Dataset extract ->

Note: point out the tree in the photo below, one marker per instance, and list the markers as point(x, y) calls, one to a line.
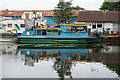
point(111, 6)
point(63, 13)
point(77, 8)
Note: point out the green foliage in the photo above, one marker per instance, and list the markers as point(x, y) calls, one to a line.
point(63, 13)
point(77, 8)
point(111, 6)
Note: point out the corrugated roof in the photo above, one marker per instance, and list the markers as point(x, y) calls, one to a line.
point(99, 16)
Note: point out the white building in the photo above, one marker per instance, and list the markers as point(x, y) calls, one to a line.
point(101, 20)
point(10, 25)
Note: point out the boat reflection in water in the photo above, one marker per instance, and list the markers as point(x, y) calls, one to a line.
point(63, 59)
point(67, 62)
point(32, 56)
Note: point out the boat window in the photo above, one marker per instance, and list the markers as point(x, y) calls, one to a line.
point(55, 30)
point(27, 33)
point(99, 25)
point(38, 32)
point(9, 25)
point(49, 31)
point(94, 26)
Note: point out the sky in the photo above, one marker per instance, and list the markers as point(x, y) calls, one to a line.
point(46, 4)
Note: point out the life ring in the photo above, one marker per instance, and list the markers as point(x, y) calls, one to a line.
point(37, 26)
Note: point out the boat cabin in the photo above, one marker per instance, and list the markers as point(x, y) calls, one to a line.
point(65, 30)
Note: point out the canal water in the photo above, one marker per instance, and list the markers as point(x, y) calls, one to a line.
point(102, 62)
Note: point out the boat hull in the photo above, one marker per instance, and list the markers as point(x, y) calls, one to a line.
point(58, 40)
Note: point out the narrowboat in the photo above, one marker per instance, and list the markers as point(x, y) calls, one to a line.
point(64, 34)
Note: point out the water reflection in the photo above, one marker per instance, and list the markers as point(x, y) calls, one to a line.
point(67, 63)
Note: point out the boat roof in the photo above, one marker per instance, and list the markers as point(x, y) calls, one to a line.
point(73, 25)
point(46, 29)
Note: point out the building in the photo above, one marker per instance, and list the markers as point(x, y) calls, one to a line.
point(108, 21)
point(11, 24)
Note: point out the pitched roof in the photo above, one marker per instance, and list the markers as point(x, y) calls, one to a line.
point(20, 12)
point(11, 13)
point(99, 16)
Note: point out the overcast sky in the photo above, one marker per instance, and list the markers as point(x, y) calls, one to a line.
point(46, 4)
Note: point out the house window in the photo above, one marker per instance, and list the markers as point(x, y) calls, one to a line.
point(9, 25)
point(27, 33)
point(94, 26)
point(99, 25)
point(22, 25)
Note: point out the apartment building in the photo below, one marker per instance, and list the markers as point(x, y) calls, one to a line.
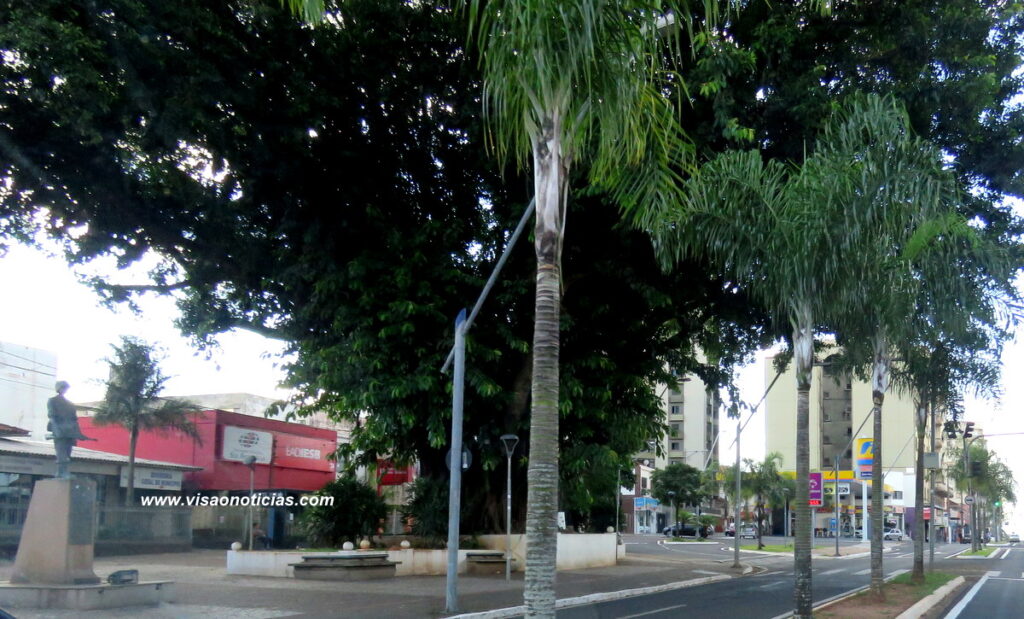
point(840, 412)
point(691, 414)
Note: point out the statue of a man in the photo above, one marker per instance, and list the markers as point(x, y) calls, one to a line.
point(64, 424)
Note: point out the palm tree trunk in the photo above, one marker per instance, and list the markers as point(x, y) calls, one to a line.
point(542, 505)
point(803, 356)
point(132, 440)
point(880, 382)
point(918, 574)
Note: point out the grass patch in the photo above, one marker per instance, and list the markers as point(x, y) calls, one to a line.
point(773, 547)
point(900, 594)
point(980, 552)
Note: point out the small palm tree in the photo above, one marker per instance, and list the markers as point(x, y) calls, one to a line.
point(132, 400)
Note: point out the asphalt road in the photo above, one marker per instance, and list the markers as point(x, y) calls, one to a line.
point(767, 594)
point(999, 592)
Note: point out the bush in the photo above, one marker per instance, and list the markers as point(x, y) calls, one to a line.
point(427, 507)
point(356, 512)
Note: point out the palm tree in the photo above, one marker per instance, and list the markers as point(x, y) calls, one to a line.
point(771, 229)
point(132, 401)
point(898, 197)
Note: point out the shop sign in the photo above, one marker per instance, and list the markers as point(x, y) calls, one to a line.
point(153, 479)
point(241, 443)
point(303, 452)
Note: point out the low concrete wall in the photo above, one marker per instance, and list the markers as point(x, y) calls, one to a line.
point(576, 551)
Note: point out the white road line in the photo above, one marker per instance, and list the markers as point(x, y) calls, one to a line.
point(668, 608)
point(953, 614)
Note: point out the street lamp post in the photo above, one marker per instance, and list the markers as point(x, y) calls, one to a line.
point(251, 463)
point(508, 443)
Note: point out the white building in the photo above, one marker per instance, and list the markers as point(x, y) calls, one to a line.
point(27, 379)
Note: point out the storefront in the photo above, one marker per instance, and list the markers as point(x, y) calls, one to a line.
point(236, 455)
point(23, 462)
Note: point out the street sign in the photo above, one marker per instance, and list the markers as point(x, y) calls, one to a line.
point(844, 488)
point(864, 454)
point(814, 488)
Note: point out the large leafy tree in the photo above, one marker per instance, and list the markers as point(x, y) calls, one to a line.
point(349, 212)
point(133, 400)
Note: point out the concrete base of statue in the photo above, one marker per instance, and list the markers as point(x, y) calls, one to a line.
point(57, 536)
point(53, 567)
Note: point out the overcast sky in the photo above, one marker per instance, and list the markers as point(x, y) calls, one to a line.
point(47, 307)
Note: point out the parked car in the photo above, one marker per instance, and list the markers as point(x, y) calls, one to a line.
point(681, 530)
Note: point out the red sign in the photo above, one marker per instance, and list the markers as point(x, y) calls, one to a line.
point(302, 452)
point(389, 475)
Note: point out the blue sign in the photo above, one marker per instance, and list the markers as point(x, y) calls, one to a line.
point(644, 502)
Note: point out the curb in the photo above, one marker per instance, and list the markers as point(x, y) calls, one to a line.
point(926, 604)
point(595, 597)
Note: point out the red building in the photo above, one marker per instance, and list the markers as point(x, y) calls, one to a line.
point(288, 456)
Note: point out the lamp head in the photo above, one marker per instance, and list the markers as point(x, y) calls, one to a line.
point(508, 444)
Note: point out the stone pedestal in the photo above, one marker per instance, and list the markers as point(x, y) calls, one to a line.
point(56, 544)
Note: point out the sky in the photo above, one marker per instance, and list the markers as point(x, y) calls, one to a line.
point(46, 306)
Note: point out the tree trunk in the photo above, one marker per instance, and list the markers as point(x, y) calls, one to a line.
point(918, 574)
point(803, 358)
point(132, 440)
point(542, 502)
point(880, 381)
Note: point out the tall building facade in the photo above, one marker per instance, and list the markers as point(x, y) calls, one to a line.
point(841, 412)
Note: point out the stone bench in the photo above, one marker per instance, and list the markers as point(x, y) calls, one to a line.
point(364, 566)
point(485, 564)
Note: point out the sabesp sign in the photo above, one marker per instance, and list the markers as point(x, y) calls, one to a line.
point(307, 453)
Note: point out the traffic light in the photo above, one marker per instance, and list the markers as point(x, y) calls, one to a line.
point(950, 428)
point(975, 468)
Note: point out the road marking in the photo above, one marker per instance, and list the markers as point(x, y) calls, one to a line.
point(668, 608)
point(953, 614)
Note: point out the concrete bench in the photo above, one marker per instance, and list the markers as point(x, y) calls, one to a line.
point(485, 564)
point(365, 566)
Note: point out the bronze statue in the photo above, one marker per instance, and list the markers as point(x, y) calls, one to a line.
point(64, 424)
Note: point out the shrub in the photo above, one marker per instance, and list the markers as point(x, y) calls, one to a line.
point(356, 512)
point(427, 507)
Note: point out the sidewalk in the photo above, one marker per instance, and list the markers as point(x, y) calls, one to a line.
point(204, 589)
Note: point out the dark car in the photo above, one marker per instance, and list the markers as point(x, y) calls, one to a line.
point(681, 530)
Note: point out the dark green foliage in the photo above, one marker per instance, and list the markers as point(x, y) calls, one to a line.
point(427, 507)
point(682, 481)
point(357, 512)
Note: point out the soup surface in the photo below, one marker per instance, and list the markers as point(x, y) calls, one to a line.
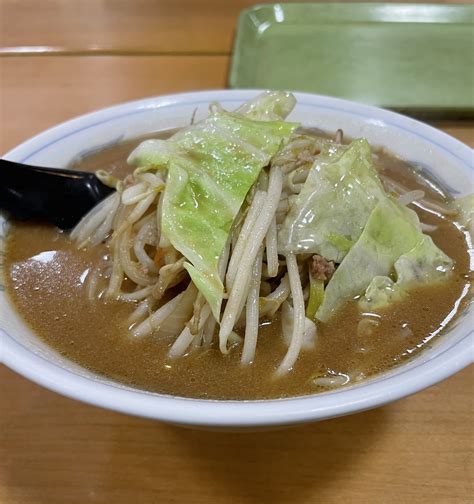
point(46, 276)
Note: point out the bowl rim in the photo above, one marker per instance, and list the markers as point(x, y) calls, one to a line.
point(226, 413)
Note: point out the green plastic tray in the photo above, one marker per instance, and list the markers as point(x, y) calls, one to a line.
point(403, 56)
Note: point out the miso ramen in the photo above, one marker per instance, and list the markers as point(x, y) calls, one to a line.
point(245, 257)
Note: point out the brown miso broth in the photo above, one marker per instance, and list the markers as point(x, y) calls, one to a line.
point(45, 277)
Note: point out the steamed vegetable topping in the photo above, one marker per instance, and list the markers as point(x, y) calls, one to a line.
point(240, 217)
point(391, 240)
point(330, 212)
point(211, 166)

What is being asked -> Repeat word for word the lines running from the line containing "Note: point out the green plastic" to the end of the entries above, inclusive.

Solution to the exercise ->
Note: point out the green plastic tray in the photo above, one marker per instance, and list the markers as point(x, y) calls, one to a line.
point(403, 56)
Note: point out the miso ramen in the photo above, one marker per instance, and list the markers as point(x, y) calls, one to a line.
point(245, 257)
Note: point out the brown miso broth in the photo above, one marker per instance, and list the markers as point(x, y) calls, one to a line.
point(45, 277)
Note: point out the steamed vegetable topping in the photo above, one marker per instance, and list the markers as point(x, y) calls, one to a line.
point(240, 217)
point(391, 240)
point(330, 212)
point(211, 166)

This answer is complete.